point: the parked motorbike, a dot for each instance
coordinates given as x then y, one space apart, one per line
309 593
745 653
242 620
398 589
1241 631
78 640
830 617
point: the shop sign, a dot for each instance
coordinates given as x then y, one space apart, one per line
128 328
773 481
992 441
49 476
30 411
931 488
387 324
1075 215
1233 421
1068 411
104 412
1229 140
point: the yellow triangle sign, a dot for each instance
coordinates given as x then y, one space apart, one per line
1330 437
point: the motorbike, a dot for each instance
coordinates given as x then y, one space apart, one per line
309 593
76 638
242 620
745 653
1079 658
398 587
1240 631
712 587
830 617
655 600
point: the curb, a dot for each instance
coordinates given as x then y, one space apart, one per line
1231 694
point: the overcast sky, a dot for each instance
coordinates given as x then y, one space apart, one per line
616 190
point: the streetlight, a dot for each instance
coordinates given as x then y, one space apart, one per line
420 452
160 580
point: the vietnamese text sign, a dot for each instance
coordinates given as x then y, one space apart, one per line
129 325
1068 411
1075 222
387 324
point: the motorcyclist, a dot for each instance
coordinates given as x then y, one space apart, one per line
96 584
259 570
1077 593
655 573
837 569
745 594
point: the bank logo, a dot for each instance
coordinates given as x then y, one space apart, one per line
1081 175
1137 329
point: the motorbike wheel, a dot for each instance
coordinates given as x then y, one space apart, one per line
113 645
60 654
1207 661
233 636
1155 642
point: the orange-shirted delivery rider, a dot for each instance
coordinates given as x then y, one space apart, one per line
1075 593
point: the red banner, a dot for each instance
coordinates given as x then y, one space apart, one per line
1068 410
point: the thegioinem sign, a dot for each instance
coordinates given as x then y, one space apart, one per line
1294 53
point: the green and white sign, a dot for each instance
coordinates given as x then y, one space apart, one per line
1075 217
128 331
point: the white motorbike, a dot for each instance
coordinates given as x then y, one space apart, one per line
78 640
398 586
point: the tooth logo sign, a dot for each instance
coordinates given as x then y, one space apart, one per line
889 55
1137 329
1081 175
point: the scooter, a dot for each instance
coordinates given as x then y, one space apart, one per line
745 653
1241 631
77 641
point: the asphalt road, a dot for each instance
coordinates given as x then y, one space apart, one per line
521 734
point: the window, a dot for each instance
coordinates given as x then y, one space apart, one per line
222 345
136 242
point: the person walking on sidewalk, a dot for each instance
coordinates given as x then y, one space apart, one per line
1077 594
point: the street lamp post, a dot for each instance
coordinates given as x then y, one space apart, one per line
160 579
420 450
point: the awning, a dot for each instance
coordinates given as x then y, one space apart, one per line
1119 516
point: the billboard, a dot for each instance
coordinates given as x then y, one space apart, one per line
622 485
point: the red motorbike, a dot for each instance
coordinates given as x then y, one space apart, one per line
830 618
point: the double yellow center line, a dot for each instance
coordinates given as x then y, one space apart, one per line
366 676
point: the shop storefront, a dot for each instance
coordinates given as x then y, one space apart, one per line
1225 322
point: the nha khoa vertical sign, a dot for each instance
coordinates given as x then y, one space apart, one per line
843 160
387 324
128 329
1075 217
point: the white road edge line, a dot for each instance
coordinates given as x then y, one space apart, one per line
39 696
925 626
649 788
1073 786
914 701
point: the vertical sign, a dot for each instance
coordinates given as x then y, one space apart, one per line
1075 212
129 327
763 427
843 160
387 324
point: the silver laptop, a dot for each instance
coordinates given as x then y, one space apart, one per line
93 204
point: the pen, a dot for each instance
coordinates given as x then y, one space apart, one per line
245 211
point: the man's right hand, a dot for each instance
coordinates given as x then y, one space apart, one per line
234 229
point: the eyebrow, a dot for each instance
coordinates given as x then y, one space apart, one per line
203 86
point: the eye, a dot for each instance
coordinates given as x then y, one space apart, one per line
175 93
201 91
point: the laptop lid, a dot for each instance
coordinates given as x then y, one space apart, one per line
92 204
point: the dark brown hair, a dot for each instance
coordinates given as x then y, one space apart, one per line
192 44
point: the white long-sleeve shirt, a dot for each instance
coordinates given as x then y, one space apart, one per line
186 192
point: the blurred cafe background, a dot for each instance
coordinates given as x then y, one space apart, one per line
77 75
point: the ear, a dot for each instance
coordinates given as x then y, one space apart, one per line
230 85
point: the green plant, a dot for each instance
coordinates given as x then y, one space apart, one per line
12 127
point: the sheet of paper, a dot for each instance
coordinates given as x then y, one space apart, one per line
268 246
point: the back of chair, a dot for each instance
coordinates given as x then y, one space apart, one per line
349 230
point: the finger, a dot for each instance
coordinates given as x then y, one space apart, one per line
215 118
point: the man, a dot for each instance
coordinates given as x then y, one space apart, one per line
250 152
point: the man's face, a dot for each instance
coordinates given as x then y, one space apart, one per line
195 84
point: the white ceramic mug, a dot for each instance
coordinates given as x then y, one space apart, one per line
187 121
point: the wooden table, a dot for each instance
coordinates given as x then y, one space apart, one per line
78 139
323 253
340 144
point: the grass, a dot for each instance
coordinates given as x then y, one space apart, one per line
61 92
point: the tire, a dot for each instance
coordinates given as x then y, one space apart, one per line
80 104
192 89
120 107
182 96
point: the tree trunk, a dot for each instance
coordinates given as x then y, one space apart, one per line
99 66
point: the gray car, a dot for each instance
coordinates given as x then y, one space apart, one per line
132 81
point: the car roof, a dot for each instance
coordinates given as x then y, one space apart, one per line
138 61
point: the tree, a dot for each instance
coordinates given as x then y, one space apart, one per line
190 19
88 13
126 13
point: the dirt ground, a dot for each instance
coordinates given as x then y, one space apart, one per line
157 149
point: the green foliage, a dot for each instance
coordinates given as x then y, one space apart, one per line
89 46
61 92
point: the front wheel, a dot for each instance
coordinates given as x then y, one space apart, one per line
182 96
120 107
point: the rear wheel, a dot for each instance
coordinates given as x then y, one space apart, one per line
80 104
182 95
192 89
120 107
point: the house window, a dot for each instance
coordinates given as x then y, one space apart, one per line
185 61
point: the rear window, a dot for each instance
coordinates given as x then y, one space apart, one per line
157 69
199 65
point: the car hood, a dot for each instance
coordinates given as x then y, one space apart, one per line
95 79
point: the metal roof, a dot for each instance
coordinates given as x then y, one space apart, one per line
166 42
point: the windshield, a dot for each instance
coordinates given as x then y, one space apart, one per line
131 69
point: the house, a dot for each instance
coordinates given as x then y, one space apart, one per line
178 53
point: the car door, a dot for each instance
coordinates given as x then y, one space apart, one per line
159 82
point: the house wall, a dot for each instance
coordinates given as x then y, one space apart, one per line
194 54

=== AIM OF THE EXERCISE ===
Give back every line of the material, exactly as written.

=== TASK SOLUTION ===
point: the parked motorbike, a dot for each instance
coordinates given as x then y, one space apart, one per line
309 593
745 653
242 620
398 589
1241 631
78 640
830 617
point: the shop sign, a dot for each instance
coordinates given as x then y, one space apart, one per line
128 328
773 481
992 441
49 476
30 411
931 488
387 324
1075 215
1233 421
1068 411
104 412
1229 140
point: the yellow triangle sign, a dot for each instance
coordinates given as x then y, one space apart, one per line
1330 437
point: the motorbike, a dot for each instance
coordinates given as x then y, one space apart, one per line
309 593
76 638
242 620
745 653
1079 658
398 587
1240 631
712 587
830 617
655 600
point: the curb, a dot for each instance
coordinates given as x then y, one space apart, one per line
1231 694
point: the overcast sky, a dot for each instance
coordinates given as x then y, one space apart, one per line
616 190
point: the streetlight, a dot for each instance
coordinates given as x then y, one space apart, one per line
420 452
160 580
point: the vietnamese text sign, a dot for each instance
coordinates given as x then y, one space apart, one per line
129 325
1068 411
1075 222
387 324
point: the motorcyclist, a dot for each instance
coordinates given as x then y, one space apart, one per line
96 584
259 570
1077 593
655 573
837 569
745 594
point: the bank logo, a dot for each instance
coordinates given as x then y, one space apart, one per line
1081 175
1137 329
point: the motorbike wheel, a dot for each instance
coordinates given as x then y, one space apart, one per line
113 645
60 654
1207 661
233 636
1155 642
point: the orange-shirted delivery rider, a dot for each instance
coordinates given as x then y, one space apart, one per line
1075 593
point: the red banner, a dot for each instance
coordinates given as x then y, one space apart, one per line
1068 410
point: the thegioinem sign, a dot for each instance
coordinates given as x then y, one space apart, one per line
1294 53
point: the green and white sign, a dot for each instance
coordinates given as x then y, one space apart, one per line
1075 217
128 331
point: the white motorbike, a dot for each instance
coordinates given as x then y, one space apart, one per line
78 640
398 586
point: the tooth logo sign, a dot for each instance
coordinates given as x then y, one space apart, one per line
889 55
1137 329
1081 175
point: the scooter, a dot for each instance
coordinates given as x then y, one space apart, one per line
745 653
1241 631
77 641
point: the asphalt road, a dot for each instance
coordinates given as x then y, one space apart, one per line
521 734
point: the window, a dot for each instance
coordinates given as x then y, one space apart, one per line
222 345
136 242
point: the person walking on sidewalk, a dot for each instance
coordinates given as x then y, one space apart, one per line
1077 594
point: the street lamp post, a dot for each instance
coordinates given as x then y, one space apart, one per line
160 579
420 450
point: the awning, a dot for each instance
coordinates given as x then y, one space apart, one per line
1119 516
point: the billboard, a dot for each instance
coordinates given as x then y, one space apart, one per line
622 485
point: the red motorbike, a dot for each instance
coordinates given as x then y, one space apart, one per line
830 618
point: the double yellow center line, a dot for each instance
coordinates given as x then y, one space apart, one per line
366 676
point: the shop storefront, a dot for each instance
coordinates given as x then y, one space apart, one per line
1225 322
point: the nha khoa vertical sign, a dot for each instance
coordinates given as x then y, one space apart, one per line
843 160
387 324
128 329
1075 217
point: the white road edge line, a dot for each instance
coordinates given as x then y, one space apart, one per line
39 696
925 626
649 788
1073 786
914 701
point: the vertical sign, a dot for each instance
coordinates given as x then y, one space apart, one per line
1075 212
129 327
763 427
843 160
387 324
point: the silver laptop, a dot for each instance
coordinates given as x then y, one space apart, one per line
93 204
point: the pen, a dot for each instance
coordinates given as x then y, one space apart, one per line
245 211
point: the man's right hand, a dot for each instance
coordinates given as x then y, one space apart, one per line
234 229
point: the eyebrow, a dot for each instance
coordinates given as x then y, one space apart, one per line
203 86
point: the eye, a dot for each instance
coordinates given as x then y, one space apart, one per line
175 93
201 91
point: the laptop lid, a dot for each instance
coordinates given as x then y, one space apart, one per line
92 204
point: the dark brown hair, a dot for each instance
coordinates given as x then y, one space apart, one per line
192 44
point: the white long-sleeve shirt, a dot for each instance
coordinates given as x then y, one space apart, one per line
186 192
point: the blurred cafe background, a dot for each instance
coordinates given as x then y, one space apart, one per line
77 75
point: the ear, a dot for each instance
coordinates given as x then y, one space apart, one per line
230 85
point: the green plant, a dot for each instance
coordinates given as x then y, one space apart, one per line
12 127
point: the sheet of paper, a dot for each instance
coordinates given as x then y, one space apart, one per line
268 246
point: the back of chair, a dot for each instance
coordinates given as x then y, one space apart, one per line
349 230
point: the finger, a dot for each instance
coordinates given as x then y, one space apart, one per line
215 118
point: the man, a dot for each instance
coordinates given as x then y, one space apart, one per line
250 152
point: the man's face, a dot for each instance
coordinates given as x then y, one space apart, one per line
195 84
point: the white ceramic mug, a dot for each instance
coordinates given as x then y, one space apart, one per line
187 121
point: the wooden table, a dot for each instance
coordinates given as x then y, one space apart, one per line
78 139
323 253
340 144
point: the grass, a dot for each instance
coordinates given as x then y, one space apart, one per line
61 92
point: the tire, a dot for each instance
coordinates given as x then y, one space apart, one per line
80 104
192 89
120 107
182 96
point: the tree trunk, a dot for each instance
coordinates given as x then y, one space apart, one per line
99 66
point: the gray car, a dot for each instance
coordinates given as x then y, one space apart, one per line
132 81
point: the car roof, a dot for each instance
coordinates given as x then y, one space apart, one per line
138 61
point: the tree, a dot for each instance
coordinates given as x then y, one space apart, one per line
190 19
88 13
126 13
point: the dirt ground, a dot for each instance
coordinates given as x then y, one space apart, one per line
157 149
point: the green foliage, a dot for each instance
coordinates given as x then y, one space apart, one per line
89 46
61 92
point: the front wheel, a dot for each instance
coordinates given as x then y, one space apart, one per line
182 96
120 107
point: the rear wheel, a dot for each instance
coordinates given as x then y, one space apart, one per line
80 104
182 95
192 89
120 107
point: the house window, a dot for each instance
coordinates given as x then y, one space apart, one per line
185 61
point: the rear window, a dot for each instance
coordinates given as x then y, one space apart, one per line
157 69
199 65
point: the car hood, a dot for each instance
coordinates given as x then y, one space apart, one per line
95 79
point: the metal roof, a dot for each instance
coordinates given as x then y, one space apart, one per line
166 42
point: the windshield, a dot for each instance
coordinates given as x then y, one space apart, one per line
131 69
point: the house, a dot for each instance
coordinates given as x then y, one space apart, one per line
178 53
point: the car door, a dot for each instance
coordinates given as x then y, one space apart, one per line
159 82
point: the house wall, a dot for each instance
coordinates given as x then y, one space apart, one per line
194 54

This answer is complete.